§ Task item:
Transcribe only part of the material below: the lines from the one containing "Query: woman with glasses" through the one containing "388, row 164.", inclusive, exactly as written.

§ Exercise input:
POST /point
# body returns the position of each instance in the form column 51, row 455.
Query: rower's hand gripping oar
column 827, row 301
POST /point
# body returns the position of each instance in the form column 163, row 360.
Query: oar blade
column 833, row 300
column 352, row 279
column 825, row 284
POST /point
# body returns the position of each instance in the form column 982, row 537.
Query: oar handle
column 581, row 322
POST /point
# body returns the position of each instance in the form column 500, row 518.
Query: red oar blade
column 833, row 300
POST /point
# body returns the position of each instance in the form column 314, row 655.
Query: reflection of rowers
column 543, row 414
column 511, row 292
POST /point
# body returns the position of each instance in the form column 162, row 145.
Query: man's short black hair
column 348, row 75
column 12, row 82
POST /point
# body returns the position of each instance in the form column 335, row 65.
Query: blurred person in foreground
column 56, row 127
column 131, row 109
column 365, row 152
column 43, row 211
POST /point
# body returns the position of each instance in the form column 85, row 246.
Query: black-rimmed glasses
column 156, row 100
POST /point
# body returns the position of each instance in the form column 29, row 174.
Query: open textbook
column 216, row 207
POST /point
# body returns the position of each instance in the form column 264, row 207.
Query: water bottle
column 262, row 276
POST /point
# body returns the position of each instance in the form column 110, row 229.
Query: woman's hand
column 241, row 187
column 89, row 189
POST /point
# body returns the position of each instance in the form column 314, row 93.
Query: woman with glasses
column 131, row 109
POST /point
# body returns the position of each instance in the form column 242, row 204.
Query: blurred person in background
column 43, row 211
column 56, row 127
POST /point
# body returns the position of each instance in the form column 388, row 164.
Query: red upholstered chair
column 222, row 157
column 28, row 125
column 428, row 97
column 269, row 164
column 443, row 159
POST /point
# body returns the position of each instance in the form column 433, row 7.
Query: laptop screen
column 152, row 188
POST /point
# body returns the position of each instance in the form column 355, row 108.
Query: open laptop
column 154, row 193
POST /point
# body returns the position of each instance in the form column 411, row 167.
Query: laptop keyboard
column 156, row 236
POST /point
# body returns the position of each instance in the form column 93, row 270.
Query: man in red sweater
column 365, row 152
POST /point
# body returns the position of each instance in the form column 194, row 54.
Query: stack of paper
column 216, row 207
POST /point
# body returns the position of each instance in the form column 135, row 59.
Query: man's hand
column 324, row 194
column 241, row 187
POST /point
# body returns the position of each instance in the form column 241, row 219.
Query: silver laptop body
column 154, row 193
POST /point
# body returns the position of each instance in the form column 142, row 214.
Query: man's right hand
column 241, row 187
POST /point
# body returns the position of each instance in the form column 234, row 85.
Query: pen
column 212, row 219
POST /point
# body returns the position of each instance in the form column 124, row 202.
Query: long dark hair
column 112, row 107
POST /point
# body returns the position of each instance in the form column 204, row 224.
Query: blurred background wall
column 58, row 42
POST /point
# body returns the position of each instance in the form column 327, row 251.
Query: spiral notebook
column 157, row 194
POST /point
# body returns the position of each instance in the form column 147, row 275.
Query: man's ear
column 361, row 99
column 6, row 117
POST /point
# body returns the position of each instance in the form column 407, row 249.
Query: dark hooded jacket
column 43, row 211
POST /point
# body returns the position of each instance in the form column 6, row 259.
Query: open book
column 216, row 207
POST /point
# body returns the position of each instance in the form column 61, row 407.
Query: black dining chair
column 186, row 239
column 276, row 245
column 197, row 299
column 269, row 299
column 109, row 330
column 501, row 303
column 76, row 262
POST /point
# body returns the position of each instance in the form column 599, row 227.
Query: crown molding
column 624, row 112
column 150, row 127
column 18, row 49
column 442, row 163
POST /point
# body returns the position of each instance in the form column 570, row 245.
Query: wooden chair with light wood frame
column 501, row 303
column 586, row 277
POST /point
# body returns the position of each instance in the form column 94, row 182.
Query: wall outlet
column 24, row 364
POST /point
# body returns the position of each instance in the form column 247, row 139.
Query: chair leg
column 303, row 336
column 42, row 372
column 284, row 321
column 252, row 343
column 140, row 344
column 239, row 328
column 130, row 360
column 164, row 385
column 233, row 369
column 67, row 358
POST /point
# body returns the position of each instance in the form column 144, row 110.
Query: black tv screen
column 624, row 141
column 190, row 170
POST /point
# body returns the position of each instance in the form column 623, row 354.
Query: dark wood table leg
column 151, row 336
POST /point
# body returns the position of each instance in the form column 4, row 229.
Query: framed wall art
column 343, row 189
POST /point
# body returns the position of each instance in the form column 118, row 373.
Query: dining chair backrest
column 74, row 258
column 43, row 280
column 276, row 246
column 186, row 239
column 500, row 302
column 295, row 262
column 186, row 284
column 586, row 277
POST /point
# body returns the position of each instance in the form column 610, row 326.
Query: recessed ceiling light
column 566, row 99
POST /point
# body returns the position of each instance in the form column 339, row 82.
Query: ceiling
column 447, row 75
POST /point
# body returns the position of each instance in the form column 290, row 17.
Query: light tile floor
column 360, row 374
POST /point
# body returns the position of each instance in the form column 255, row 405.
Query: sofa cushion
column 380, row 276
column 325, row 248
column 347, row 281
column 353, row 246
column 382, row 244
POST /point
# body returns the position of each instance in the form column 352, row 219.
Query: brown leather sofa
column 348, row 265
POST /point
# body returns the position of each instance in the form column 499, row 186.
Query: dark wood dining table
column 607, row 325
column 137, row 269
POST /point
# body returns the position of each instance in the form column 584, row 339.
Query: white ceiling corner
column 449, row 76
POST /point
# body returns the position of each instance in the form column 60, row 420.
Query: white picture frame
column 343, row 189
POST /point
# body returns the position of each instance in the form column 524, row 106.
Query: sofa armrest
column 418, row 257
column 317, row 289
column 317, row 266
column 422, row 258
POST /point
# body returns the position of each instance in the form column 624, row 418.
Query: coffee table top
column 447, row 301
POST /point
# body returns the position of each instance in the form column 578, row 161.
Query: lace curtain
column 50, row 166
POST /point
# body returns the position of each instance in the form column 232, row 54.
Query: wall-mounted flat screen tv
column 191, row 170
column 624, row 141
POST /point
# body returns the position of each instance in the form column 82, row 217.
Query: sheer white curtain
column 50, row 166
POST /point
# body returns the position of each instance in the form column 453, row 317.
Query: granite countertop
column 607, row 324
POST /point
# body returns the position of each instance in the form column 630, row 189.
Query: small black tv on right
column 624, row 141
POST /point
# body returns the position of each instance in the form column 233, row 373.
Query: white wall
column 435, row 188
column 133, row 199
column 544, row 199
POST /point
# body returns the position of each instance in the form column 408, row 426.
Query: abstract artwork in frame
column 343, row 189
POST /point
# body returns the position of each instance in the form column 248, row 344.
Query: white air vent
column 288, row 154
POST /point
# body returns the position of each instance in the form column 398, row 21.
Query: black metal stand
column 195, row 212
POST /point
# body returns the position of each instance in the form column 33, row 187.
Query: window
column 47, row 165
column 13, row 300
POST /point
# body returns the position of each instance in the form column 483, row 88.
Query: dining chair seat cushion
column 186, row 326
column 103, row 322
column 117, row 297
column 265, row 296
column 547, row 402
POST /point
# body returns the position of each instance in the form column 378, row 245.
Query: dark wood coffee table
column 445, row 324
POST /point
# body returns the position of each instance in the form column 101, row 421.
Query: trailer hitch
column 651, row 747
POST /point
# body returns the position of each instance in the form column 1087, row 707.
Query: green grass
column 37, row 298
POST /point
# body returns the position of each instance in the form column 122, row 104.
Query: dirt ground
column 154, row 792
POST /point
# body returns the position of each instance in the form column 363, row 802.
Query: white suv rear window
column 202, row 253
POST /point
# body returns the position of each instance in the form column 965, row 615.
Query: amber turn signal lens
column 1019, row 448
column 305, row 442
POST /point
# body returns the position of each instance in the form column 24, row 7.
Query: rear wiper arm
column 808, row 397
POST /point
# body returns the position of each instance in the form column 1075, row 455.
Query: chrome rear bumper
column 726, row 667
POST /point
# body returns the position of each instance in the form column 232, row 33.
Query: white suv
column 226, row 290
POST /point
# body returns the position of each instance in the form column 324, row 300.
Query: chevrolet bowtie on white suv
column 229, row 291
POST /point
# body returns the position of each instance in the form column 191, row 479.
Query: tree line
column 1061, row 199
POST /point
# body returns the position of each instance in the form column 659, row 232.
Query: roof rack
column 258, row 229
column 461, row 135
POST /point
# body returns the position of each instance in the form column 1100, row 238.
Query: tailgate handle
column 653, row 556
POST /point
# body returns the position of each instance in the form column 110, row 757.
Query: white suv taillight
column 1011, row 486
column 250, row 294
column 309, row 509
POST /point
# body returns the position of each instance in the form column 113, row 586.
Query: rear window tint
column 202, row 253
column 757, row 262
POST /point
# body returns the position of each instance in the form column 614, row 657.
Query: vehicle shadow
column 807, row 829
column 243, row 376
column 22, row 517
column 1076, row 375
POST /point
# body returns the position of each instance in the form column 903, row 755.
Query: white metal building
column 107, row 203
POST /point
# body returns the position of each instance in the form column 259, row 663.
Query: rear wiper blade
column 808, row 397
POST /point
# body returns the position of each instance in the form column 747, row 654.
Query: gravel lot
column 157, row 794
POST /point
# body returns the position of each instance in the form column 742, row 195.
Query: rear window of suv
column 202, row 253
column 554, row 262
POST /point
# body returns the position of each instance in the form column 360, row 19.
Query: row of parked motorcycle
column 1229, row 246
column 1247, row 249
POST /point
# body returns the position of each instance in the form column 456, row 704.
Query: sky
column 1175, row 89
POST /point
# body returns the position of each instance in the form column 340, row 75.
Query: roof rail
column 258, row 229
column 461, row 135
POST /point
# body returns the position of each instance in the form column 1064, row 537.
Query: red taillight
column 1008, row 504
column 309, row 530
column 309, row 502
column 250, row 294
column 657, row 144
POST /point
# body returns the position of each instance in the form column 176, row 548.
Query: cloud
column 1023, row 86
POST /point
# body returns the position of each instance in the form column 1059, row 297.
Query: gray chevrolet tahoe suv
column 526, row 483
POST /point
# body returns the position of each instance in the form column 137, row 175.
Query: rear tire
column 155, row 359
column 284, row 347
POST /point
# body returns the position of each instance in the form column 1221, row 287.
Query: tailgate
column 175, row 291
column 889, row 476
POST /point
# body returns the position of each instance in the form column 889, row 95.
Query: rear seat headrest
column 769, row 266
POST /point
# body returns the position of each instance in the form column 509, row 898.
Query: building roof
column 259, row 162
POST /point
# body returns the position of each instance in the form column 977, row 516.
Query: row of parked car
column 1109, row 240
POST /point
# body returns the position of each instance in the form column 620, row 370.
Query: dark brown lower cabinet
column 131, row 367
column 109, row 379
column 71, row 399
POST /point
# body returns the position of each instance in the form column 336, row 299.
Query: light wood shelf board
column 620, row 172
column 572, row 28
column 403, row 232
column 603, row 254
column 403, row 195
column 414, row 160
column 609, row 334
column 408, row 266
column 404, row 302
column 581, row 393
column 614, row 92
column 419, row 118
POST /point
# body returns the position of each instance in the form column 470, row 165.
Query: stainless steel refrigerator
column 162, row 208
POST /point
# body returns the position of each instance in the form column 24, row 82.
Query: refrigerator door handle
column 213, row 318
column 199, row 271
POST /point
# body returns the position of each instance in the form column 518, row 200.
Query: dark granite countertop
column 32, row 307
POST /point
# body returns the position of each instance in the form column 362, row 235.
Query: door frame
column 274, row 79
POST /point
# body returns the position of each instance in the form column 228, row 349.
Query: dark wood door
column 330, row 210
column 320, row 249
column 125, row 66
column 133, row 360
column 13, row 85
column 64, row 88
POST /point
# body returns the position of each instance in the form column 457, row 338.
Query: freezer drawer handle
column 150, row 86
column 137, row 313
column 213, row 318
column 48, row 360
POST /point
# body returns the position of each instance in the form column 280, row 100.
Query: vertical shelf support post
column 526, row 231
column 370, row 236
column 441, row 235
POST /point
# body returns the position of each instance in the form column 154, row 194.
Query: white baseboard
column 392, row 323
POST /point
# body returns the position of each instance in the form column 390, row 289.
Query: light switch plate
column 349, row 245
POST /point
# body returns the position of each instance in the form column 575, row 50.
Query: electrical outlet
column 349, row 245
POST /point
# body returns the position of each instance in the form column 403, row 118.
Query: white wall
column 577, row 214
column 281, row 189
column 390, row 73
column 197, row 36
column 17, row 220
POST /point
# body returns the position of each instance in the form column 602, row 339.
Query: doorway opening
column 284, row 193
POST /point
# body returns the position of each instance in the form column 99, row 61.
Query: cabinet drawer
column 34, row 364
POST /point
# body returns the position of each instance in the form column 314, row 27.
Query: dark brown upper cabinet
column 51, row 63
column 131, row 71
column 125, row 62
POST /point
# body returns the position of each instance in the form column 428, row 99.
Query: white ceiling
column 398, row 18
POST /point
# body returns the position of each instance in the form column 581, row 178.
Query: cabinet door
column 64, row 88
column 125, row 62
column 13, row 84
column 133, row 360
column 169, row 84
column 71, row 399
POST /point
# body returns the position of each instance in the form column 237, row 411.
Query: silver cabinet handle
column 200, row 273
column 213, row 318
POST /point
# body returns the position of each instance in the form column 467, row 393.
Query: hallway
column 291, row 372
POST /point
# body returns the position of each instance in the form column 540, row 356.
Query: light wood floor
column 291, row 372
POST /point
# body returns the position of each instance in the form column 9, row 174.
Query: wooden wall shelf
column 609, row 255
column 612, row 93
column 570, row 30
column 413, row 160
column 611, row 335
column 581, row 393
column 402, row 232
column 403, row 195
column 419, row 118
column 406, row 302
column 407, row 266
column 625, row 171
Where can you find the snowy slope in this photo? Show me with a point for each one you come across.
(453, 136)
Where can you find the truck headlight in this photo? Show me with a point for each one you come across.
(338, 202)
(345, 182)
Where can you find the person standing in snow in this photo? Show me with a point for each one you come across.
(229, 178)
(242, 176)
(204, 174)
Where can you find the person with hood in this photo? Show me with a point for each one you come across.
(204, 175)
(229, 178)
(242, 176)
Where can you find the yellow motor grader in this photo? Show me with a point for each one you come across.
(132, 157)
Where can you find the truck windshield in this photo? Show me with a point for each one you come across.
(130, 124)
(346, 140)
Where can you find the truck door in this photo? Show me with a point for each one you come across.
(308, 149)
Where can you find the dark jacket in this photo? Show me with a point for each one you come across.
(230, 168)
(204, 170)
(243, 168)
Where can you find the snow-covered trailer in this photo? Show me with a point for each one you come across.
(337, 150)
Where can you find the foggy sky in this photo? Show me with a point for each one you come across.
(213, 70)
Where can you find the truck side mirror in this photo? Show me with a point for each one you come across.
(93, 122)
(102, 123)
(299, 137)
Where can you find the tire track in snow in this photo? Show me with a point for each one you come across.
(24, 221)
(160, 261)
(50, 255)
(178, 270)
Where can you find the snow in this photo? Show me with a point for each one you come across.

§ Task answer:
Query: woman with glasses
column 131, row 109
POST /point
# body returns the position of each instance in the form column 242, row 204.
Query: blurred person in background
column 43, row 211
column 56, row 127
POST /point
# body returns the position of each instance in the form column 388, row 164.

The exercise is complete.